To do:
Copy each line below that includes "trailer".

#### Material to process ####

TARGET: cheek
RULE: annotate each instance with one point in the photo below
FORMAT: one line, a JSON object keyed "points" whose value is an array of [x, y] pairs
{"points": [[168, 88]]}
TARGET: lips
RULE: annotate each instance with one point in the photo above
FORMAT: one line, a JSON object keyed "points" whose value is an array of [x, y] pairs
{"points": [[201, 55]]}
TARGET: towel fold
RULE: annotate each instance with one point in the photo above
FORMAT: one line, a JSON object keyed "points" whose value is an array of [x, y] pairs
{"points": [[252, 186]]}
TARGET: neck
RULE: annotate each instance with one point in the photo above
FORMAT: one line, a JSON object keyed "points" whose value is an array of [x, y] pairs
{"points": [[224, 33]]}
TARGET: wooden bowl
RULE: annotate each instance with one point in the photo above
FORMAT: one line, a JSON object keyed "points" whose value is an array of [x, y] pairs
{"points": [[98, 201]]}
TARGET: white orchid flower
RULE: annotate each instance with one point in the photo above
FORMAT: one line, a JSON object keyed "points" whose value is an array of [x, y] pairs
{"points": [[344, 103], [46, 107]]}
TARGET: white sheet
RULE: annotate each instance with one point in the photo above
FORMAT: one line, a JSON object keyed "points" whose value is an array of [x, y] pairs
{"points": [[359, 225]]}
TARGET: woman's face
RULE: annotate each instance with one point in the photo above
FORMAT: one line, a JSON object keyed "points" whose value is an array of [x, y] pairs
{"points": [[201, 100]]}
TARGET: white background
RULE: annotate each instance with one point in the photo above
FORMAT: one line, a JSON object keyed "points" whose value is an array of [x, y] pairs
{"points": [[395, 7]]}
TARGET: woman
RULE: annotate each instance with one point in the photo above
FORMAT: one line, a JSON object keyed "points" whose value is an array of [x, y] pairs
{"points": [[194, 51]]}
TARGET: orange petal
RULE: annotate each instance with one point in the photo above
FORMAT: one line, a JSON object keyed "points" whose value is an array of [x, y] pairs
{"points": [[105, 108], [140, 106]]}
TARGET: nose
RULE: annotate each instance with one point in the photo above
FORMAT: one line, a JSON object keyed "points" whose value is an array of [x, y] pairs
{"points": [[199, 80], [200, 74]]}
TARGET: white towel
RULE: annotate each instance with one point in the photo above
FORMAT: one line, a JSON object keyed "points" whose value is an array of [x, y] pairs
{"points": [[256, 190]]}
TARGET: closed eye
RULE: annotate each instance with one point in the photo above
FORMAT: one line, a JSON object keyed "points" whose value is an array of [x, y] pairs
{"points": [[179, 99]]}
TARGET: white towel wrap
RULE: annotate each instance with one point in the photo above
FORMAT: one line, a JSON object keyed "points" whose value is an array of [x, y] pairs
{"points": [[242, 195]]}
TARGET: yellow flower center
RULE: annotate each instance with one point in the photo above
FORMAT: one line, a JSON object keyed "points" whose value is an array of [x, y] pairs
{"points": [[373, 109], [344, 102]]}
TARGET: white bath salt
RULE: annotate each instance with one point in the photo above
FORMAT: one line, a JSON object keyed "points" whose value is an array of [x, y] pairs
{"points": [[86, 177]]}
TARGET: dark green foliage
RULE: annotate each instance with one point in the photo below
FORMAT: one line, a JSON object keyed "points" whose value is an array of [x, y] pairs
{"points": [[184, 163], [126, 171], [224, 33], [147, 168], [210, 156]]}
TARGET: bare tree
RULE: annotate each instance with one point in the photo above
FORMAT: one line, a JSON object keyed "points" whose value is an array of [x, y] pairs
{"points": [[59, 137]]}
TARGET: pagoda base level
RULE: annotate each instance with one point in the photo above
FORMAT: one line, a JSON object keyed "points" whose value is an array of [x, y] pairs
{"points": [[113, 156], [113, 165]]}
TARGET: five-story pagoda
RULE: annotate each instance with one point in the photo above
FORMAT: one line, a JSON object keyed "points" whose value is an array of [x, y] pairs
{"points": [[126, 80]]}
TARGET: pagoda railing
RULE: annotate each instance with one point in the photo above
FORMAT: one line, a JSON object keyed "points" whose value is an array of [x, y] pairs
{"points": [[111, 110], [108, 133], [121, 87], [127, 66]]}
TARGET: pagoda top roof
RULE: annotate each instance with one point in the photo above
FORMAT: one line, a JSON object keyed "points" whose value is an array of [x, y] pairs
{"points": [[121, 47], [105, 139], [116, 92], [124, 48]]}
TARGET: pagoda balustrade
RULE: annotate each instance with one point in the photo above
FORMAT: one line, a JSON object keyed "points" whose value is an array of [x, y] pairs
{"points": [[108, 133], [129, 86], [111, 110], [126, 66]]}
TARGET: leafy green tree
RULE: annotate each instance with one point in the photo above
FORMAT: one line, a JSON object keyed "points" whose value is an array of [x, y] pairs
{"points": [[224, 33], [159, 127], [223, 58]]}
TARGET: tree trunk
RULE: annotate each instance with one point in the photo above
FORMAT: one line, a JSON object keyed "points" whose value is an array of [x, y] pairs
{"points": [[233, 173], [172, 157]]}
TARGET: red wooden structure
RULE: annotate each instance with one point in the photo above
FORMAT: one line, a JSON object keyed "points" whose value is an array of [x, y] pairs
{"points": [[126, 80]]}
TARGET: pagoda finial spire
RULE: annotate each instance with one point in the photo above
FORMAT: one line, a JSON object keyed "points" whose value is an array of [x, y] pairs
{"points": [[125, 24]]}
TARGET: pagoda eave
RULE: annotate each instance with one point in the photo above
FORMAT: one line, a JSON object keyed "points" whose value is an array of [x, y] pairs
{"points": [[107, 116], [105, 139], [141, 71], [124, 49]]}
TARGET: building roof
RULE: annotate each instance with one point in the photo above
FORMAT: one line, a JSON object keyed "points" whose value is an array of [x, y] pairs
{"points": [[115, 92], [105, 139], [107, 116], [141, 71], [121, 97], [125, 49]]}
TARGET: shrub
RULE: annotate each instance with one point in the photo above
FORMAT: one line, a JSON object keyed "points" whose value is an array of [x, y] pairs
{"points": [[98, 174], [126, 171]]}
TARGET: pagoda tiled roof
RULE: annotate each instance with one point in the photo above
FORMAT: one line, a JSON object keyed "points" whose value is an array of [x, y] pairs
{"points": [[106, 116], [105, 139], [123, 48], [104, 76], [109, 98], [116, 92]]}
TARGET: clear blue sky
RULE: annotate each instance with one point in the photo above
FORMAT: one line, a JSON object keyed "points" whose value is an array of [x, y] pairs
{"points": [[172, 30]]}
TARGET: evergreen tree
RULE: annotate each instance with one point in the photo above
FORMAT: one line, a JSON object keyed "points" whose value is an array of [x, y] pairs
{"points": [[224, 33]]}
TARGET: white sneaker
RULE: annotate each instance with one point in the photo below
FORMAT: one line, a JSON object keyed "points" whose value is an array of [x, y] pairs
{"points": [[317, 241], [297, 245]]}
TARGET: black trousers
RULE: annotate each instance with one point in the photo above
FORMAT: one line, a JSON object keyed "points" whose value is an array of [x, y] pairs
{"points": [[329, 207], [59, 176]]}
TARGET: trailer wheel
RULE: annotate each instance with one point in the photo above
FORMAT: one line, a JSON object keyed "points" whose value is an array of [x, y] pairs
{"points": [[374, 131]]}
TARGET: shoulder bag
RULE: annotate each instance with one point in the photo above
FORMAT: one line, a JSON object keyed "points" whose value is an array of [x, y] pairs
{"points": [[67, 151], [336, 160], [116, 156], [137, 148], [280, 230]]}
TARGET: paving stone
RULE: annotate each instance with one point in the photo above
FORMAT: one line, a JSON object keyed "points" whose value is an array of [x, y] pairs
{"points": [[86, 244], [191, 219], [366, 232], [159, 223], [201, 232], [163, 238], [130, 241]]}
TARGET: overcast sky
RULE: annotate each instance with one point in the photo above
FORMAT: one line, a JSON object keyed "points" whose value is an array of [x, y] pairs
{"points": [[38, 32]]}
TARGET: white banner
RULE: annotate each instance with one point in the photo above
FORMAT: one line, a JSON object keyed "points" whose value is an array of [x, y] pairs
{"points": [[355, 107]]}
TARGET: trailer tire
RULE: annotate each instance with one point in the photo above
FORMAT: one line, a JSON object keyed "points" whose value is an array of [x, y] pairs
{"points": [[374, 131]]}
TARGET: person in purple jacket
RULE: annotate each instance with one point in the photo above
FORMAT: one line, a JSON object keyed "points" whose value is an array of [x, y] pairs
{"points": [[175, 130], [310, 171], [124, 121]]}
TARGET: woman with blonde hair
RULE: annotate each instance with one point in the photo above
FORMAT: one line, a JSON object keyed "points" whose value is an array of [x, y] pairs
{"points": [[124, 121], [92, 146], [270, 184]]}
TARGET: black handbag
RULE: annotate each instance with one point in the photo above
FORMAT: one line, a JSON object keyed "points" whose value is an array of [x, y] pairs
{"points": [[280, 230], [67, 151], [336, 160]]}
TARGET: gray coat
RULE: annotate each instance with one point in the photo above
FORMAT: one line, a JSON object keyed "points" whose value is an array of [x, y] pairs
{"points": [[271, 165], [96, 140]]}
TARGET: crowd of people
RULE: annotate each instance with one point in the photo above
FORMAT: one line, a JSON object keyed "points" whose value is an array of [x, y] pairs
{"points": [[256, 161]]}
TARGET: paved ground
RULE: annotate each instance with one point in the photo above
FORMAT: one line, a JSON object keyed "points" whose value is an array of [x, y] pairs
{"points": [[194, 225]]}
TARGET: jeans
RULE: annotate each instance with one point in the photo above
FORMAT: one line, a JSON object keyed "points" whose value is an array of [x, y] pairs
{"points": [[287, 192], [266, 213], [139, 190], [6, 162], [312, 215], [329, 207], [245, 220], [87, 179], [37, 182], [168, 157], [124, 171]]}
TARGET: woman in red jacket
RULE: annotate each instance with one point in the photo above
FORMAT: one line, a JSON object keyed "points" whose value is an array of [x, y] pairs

####
#### Material to process ####

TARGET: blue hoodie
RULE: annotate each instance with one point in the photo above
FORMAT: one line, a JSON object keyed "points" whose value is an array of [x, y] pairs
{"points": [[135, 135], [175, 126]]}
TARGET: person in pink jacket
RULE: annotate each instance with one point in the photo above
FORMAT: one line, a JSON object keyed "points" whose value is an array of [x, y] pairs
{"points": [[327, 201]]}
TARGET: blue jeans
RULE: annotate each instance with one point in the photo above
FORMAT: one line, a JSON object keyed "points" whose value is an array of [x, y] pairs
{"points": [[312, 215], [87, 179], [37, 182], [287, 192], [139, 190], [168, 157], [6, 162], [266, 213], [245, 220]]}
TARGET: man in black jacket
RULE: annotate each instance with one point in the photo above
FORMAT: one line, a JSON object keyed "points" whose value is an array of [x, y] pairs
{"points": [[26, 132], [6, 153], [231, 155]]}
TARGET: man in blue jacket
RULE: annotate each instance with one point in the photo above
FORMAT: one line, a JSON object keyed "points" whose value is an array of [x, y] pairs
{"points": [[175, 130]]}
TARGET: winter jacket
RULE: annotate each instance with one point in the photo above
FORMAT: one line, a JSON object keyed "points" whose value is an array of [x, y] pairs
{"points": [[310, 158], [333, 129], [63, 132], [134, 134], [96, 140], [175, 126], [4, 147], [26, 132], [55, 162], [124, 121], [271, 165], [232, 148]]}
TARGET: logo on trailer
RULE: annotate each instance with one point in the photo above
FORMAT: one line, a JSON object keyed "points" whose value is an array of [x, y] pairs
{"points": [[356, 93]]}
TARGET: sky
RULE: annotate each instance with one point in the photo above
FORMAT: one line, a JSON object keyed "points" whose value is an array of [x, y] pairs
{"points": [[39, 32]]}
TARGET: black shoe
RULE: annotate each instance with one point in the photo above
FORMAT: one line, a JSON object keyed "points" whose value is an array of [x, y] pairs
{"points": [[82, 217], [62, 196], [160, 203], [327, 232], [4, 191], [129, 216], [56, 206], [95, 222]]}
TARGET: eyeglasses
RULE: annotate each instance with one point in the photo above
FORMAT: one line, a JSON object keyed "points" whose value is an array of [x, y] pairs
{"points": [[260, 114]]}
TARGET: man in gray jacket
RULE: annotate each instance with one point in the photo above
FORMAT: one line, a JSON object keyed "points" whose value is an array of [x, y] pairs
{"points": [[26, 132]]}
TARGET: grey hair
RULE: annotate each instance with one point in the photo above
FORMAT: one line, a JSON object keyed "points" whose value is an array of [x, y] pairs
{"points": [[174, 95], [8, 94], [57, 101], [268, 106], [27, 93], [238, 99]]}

####

Written response:
TARGET: trailer wheel
TARGET: trailer tire
TARGET: logo on trailer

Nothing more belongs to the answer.